Type out every line below exactly as it reads.
■ ■ ■
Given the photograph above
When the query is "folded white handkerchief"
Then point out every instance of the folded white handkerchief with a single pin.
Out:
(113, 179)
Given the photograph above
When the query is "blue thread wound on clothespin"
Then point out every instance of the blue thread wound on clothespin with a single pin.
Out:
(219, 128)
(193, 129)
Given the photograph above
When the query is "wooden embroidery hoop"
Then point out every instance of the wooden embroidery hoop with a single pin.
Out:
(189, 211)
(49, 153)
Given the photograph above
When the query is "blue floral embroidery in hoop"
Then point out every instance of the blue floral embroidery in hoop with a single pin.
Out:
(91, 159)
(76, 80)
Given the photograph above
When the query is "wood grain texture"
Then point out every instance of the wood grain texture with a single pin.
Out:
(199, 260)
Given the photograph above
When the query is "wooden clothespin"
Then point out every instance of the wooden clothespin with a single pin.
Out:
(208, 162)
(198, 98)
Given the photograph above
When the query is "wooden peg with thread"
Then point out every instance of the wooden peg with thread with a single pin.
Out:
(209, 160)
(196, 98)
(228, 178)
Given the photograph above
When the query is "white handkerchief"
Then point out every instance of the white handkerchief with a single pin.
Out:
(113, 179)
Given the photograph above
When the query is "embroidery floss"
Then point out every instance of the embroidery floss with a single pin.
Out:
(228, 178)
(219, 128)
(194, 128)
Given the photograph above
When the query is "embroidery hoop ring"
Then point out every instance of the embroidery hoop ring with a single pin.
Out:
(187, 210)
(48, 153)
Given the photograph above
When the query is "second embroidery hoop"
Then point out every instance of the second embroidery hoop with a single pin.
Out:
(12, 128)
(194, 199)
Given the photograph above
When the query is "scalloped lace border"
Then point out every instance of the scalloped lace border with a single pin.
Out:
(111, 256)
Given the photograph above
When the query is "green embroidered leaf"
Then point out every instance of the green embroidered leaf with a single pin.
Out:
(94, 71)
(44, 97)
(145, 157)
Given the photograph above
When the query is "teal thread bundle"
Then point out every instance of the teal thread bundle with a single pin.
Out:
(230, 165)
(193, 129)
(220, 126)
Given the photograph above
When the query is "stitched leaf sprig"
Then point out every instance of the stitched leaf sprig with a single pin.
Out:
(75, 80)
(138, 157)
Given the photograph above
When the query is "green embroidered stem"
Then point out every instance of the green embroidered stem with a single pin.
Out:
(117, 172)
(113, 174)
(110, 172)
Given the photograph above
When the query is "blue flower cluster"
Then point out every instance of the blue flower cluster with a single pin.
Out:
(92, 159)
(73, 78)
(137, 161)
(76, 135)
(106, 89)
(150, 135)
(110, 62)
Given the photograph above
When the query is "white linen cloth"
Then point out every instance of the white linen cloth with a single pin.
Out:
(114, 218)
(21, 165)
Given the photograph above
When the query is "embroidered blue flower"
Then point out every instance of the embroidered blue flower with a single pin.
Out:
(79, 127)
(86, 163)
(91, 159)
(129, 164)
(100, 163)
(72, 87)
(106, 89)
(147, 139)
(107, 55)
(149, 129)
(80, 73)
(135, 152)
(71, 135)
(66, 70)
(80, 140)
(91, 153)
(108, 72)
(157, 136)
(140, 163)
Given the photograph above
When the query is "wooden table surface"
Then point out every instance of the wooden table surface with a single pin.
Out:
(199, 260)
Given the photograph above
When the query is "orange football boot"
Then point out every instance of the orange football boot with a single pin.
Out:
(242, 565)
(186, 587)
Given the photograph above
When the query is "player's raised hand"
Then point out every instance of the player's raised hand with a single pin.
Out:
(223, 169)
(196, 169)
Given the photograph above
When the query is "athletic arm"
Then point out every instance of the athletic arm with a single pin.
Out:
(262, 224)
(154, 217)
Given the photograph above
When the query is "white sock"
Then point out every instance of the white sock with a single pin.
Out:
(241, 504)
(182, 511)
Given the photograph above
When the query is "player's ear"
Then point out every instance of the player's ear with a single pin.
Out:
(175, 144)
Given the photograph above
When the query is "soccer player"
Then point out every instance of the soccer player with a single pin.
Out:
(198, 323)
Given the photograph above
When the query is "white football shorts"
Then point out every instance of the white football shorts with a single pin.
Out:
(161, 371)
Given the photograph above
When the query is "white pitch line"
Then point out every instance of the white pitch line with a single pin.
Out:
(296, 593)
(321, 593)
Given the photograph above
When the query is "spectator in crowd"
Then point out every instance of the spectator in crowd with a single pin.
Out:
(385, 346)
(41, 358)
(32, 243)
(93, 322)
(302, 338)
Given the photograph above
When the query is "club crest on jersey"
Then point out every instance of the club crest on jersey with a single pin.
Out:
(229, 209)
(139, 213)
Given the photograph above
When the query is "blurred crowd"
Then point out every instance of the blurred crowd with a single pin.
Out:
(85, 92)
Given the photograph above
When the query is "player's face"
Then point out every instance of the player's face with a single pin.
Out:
■ ■ ■
■ **Correct answer**
Given the photograph above
When the query is "folded white handkerchief"
Then point out every instance of the folded white handkerchief with a single pin.
Out:
(113, 179)
Given the photograph above
When the query is "blue thread wound on clothespin"
Then point out every instance of the blue thread wound on clothespin with a single pin.
Out:
(219, 128)
(193, 129)
Given the photograph above
When the query is "wooden embroidery hoop"
Then point out every instance of the wooden embroidery hoop with a single pin.
Out:
(189, 211)
(49, 153)
Given the photograph above
When the query is "blue floral embroidery in hoop"
Then point out every instance of the blue floral embroidery in hoop with a single pin.
Out:
(91, 159)
(76, 80)
Given the photograph above
When the query is "wood grain texture"
Then point out every instance of the wood grain texture with a single pin.
Out:
(199, 260)
Given the photograph above
When the query is "wooden clothespin"
Then point out every instance of the wooden clothespin with a single pin.
Out:
(208, 162)
(198, 98)
Given the photograph above
When the query is "wooden peg with thread"
Then point out every instance of the wooden peg with thread with a single pin.
Out:
(209, 160)
(196, 98)
(228, 178)
Given the photograph above
When the query is "white handkerchief"
Then point out every instance of the white handkerchief with a single pin.
Out:
(113, 179)
Given the photograph above
When the query is "embroidery floss"
Then point out every instance of the embroidery floss with a single pin.
Out:
(228, 178)
(219, 128)
(194, 128)
Given the photograph above
When the query is "embroidery hoop ring"
Then point out every instance of the embroidery hoop ring with a single pin.
Out:
(187, 210)
(48, 153)
Given the photograph above
When the query is "second embroidery hoop"
Then point out every instance of the second embroidery hoop with a single pin.
Out:
(12, 128)
(194, 199)
Given the photograph above
When the query is "scalloped lace border"
Then point out every instance of the scalloped lace border with a single pin.
Out:
(111, 256)
Given the photograph above
When the query is "green embroidered leaf"
Then point out every instance of the green embroidered leaf with a single pin.
Out:
(94, 71)
(44, 97)
(145, 157)
Given the photograph above
When the query is "teal thread bundle"
Then point out every instance of the teal thread bundle with a single pin.
Out:
(230, 165)
(193, 129)
(220, 126)
Given the photograph above
When the query is "stitched leaf sprig"
Then point out every instance of the stitched leaf sprig with a single pin.
Out:
(75, 80)
(138, 157)
Given the photograph above
When the query is "green embroidered stem"
Then point out every instance of the green embroidered stem with a single pin.
Out:
(117, 172)
(113, 174)
(110, 172)
Given the photograph above
When the query is "blue flower cluster"
Then point out every instance of the blue flower cluster with a single pin.
Out:
(92, 159)
(73, 78)
(137, 161)
(76, 135)
(106, 89)
(150, 135)
(110, 62)
Given the photograph above
When the query is "white linen cloth"
Then point out every instance of the white linen cloth with a single pin.
Out:
(114, 218)
(21, 165)
Given the photograph above
When the query is "embroidered blue flower"
Then point out every instance of the embroidered blue flower with a single pin.
Out:
(79, 127)
(86, 163)
(91, 159)
(129, 164)
(100, 163)
(72, 87)
(106, 89)
(147, 139)
(107, 55)
(149, 129)
(80, 73)
(135, 152)
(71, 135)
(66, 70)
(80, 140)
(91, 153)
(108, 72)
(157, 136)
(140, 163)
Given the photograph above
When the query is "wooden table surface"
Then point out every instance of the wooden table surface with a single pin.
Out:
(199, 260)
Given the photograph above
When the query is "orange football boot"
Then point out every instance of the orange football boot with a single pin.
Out:
(242, 565)
(186, 587)
Given the photograph above
When the query is "player's raised hand"
Then point out every instance of the player's raised hand with a single pin.
Out:
(223, 169)
(196, 169)
Given the photograph above
When the query is "athletic arm"
Then point out every instance of the athletic arm with a single pin.
Out:
(262, 224)
(154, 217)
Given the photograph above
When the query is "white sock"
Then point out every instance of the white sock with a single pin.
Out:
(241, 504)
(182, 511)
Given the photograph above
When the query is "player's ear"
Then point out every instance of the player's ear with a single pin.
Out:
(175, 144)
Given the photograph above
When the query is "soccer player"
Then point out every instance of the soccer player with a single pin.
Out:
(198, 323)
Given the photograph above
When the query is "white football shorts"
Then point out every instance of the white football shorts with a single pin.
Out:
(161, 371)
Given the photograph above
When the query is "white pitch line"
Then point out every instance of the white pitch line with a single pin.
Out:
(296, 593)
(321, 593)
Given the photograph above
When the query is "spectator in crowd"
Then point out every instance of the spectator in crowd with a single pin.
Out:
(385, 346)
(41, 358)
(32, 243)
(93, 322)
(302, 338)
Given the photograph above
When the query is "club crest on jersey"
Then point out every instance of the club crest on jersey with a single pin.
Out:
(229, 209)
(139, 213)
Given the photograph above
When the query is "blurred crowd"
Then point out every instance of the blurred crowd with a single pin.
Out:
(85, 92)
Given the photograph above
When the query is "player's face"
Then point out every instance of the player's face with a single pin.
Out:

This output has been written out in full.